PROVIDED PASSAGE:
Cecropia

I have no idea how old I was exactly, but I keep telling people I was nine. It’s bound to be a close enough approximation and as with most things related to childhood memories, there’s a haze to that kind of thing that can be baffling at best when trying to put a specific number to when you were what or when, where, or why. I just know that I was a child and, for the sake of this account, probably about nine. Also funny, and acting as a damning indictment of my memory, is that much as I don’t know my exact age I’m also just as uncertain as to why I was where I was. I just know my mother had driven us to a little used car lot on the strip of Mandan, a tiny little town that is attached like a leech to our tiny little city that likewise desperately wants to be something more. And it’s raining. That’s the part I know for absolute certain.

I can forget why I was where I was. I can forget how old I am. But I’ll never forget when its raining, not even in a memory.

COLLECTED MATERIAL:

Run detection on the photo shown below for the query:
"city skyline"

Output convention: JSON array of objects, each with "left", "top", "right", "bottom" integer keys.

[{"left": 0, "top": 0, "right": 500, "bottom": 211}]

EXERCISE PROMPT:
Please list every place that the Cecropia passage above mentions, either by name or by description.

EXERCISE OUTPUT:
- A little used car lot
- The strip of Mandan
- Mandan, a tiny little town
- Our tiny little city